■ PAGE TEXT ■
:::::
To watch the full 15-minute interview, click on the video player below.

Raddatz and Sweeney flew to Lviv before Russia invaded.

“So when we got there, everything was normal,” Sweeney said. “The opera was open. Restaurants were packed.”

Everyone knew what might happen next.

“I remember I was traveling with Martha, and she said to the mayor, ‘Are you prepared for several hundred thousand refugees, or more than a million refugees, to show up here in Lviv?'” Sweeney said.

And even though he knew that was indeed possible — that’s why they were there — on another level, “I just thought to myself, ‘There’s no way that the war is going to break out, and there are going to be hundreds of thousands of refugees showing up.’ And then a couple of days later, that’s exactly what happened,” he said.

They crossed out of Ukraine before the invasion, walking across a border into Slovakia and telling the story of the first wave of refugees.

“It’s just a surreal experience to see women and children, you know, saying goodbye to their fathers and their husbands, not knowing when they’re going to see them again,” Sweeney recalled.

Then they drove to Vienna and flew back to the U.S., in Raddatz’s case because she had to cover President Biden’s State of the Union address.

But “Martha turned to me as soon as we left, and she said, ‘I think we have to go back,'” Sweeney said. “And I agreed. You don’t leave the biggest story in the world and not go back.”

So they went back a week later, flying to Poland and then driving into the country countless other people were fleeing. Again, they went to Lviv. Their first time there, before the war, they flew to the airport there — a “beautiful new facility,” Sweeney said. Or it was, at least: “This last trip we were there, it got hit with an airstrike.”

Sweeney said unlike cities farther east — heavily-damaged Kyiv or decimated Mariupol — some Lviv residents who have stayed continue to live relatively normal lives, while countless others from other cities are using Lviv as a jumping-off point to flee Ukraine.

“And that juxtaposition is just mind blowing, that it’s all happening in this one little place,” Sweeney said. “And just a couple of weeks ago, these people were just like you and I, living a normal life with their families in their homes, going to work, going out to dinner.”

Sweeney said ABC News crews are taking every imaginable measure to stay safe. But the dangers aren’t lost on them.

“There is just an inherent risk that goes with covering a war like this when you’re going up against a nuclear power that’s indiscriminately bombing and shelling innocent people,” he said.

The trade-off for the risk they’re taking?

The ability to “keep everyone up to date on what’s happening and bring you the latest images,” Sweeney said. “And just keep everything honest. You’re not getting that in certain parts of the world.”
:::::
■ MATERIAL PROVIDED ■
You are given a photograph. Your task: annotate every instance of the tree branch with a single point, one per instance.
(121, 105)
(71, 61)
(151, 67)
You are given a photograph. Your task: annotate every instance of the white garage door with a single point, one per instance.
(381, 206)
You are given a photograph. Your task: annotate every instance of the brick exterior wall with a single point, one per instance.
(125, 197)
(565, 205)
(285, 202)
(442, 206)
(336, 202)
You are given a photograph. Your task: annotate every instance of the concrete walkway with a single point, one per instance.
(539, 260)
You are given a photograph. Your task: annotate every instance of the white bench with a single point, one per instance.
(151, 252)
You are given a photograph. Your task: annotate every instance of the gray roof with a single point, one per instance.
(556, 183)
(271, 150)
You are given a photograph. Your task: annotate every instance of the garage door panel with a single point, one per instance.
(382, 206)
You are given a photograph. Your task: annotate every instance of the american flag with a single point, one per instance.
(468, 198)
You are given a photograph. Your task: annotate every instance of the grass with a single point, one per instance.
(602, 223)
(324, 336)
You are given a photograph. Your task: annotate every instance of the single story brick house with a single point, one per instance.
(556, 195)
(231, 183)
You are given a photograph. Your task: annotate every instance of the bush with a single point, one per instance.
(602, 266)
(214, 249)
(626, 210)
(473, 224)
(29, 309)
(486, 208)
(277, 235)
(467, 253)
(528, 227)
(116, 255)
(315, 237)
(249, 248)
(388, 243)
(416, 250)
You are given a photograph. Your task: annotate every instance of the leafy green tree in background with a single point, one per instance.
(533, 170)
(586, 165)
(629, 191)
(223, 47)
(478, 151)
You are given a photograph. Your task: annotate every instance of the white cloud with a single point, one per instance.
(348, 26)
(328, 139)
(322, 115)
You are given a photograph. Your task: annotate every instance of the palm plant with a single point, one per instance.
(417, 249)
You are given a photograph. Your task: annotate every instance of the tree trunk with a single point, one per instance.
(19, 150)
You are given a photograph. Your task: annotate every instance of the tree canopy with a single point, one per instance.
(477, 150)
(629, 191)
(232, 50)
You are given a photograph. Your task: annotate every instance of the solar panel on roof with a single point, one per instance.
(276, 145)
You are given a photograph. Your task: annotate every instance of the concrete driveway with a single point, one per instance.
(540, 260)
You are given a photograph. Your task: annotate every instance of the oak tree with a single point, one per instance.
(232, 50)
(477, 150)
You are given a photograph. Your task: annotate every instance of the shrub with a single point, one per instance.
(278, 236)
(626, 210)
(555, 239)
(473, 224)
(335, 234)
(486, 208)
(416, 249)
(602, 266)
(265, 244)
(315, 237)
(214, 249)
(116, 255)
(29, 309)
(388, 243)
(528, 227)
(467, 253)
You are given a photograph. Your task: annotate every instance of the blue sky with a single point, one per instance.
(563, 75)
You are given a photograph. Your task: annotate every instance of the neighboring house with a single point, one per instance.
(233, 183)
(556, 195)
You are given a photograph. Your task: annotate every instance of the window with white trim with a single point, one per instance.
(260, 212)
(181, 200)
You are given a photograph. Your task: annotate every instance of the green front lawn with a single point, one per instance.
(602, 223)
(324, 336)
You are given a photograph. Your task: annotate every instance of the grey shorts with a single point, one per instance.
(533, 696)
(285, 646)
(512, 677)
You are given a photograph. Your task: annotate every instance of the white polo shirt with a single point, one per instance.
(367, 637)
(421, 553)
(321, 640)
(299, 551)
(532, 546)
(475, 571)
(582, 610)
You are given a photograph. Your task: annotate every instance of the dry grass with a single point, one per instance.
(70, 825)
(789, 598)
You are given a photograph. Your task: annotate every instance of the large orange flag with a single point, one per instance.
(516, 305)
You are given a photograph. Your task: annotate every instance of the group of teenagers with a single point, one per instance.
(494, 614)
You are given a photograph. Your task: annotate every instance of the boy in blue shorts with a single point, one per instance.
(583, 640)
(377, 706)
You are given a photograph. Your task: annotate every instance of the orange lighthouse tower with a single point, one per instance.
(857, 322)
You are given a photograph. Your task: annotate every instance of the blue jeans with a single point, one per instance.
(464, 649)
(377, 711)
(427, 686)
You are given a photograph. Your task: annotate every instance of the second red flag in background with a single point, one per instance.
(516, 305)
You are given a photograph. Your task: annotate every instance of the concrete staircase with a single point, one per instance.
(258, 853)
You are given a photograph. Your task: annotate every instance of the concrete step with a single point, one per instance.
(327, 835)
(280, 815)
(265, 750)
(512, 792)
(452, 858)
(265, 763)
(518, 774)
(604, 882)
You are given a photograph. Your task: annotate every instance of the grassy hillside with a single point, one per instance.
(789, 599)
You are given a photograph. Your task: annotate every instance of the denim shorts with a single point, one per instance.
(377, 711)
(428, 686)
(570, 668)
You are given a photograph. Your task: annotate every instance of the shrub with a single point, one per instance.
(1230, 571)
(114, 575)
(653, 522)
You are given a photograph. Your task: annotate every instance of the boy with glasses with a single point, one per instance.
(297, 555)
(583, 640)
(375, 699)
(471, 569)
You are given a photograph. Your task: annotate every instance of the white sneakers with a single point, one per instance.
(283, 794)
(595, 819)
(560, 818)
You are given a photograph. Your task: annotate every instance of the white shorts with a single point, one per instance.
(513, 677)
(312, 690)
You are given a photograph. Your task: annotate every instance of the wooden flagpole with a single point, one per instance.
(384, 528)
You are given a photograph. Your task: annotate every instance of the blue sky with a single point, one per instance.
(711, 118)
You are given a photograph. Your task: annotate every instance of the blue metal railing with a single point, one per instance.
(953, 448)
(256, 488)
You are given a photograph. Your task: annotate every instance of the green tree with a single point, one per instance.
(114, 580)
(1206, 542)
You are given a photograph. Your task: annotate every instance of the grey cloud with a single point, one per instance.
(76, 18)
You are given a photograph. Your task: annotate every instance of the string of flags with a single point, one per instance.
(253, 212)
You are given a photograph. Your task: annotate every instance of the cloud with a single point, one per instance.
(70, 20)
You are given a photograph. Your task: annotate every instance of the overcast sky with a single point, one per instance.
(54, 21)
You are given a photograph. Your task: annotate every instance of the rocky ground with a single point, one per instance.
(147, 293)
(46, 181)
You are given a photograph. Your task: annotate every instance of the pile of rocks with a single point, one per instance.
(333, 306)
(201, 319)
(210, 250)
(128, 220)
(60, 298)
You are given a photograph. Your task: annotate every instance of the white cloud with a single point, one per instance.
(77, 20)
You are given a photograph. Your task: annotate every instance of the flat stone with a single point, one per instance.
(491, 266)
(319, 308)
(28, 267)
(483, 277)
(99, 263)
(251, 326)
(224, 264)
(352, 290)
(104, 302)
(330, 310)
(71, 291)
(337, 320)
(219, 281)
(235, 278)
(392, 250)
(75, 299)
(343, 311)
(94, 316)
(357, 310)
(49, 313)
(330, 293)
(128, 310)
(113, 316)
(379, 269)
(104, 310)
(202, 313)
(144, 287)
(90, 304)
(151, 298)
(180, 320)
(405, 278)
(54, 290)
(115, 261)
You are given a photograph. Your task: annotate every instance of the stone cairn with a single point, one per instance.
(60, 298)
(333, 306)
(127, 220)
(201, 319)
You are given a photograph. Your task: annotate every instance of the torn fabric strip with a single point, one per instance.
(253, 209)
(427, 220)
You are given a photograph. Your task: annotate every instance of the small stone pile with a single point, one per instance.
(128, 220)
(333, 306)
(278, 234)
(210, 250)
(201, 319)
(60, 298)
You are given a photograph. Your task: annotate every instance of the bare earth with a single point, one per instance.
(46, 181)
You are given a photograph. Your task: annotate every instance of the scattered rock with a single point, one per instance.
:::::
In the article on reporting from Lviv, what event did Raddatz have to cover that sent her back to the U.S. after the first trip?

President Biden's State of the Union address.